#### WHAT NEEDS TO BE DONE:
Select each line of the records below that contains the string "like".
--- START OF ITEMS ---
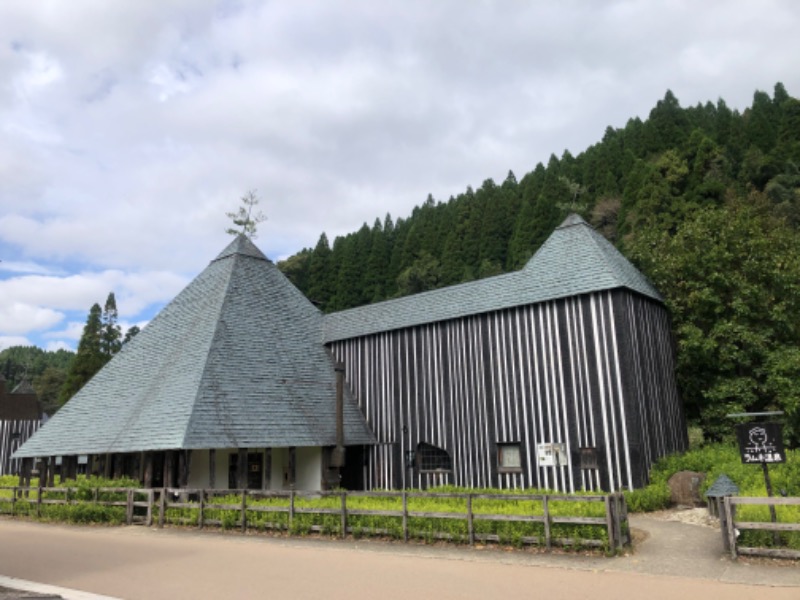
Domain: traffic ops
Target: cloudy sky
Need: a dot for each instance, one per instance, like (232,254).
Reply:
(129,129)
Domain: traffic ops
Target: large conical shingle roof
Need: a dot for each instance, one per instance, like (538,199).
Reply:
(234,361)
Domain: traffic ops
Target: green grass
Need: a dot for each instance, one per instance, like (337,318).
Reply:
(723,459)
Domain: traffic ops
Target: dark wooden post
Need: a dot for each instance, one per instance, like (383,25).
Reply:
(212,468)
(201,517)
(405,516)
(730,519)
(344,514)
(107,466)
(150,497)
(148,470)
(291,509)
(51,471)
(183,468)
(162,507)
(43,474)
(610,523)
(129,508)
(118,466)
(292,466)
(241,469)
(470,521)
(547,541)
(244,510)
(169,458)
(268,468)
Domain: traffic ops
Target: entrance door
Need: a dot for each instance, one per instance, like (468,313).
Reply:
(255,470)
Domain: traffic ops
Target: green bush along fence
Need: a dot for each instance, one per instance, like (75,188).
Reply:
--- END OF ITEMS ---
--- START OF ITEMS ---
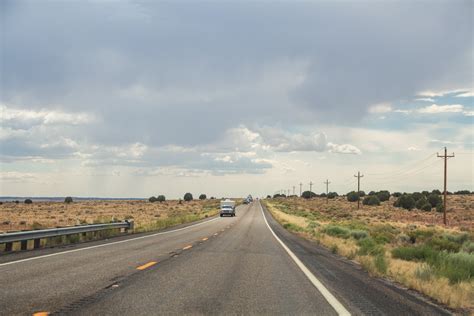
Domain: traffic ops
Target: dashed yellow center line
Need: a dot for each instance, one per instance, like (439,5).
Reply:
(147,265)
--- END OF ITEMS ---
#### RESPONSE TO THIS EXERCISE:
Need: a dot for each instance, one per instance, like (232,254).
Need: a dot for each instance, one per instance, like (538,199).
Need: a dot for each instance, one per instance, like (337,318).
Need: a dot for each instance, one per instance, like (383,25).
Need: a dot for each instance, one per instance, like (468,313).
Need: a dot for each instance, one per instance, like (75,188).
Need: a dot for each instance, one per instance, like (439,5).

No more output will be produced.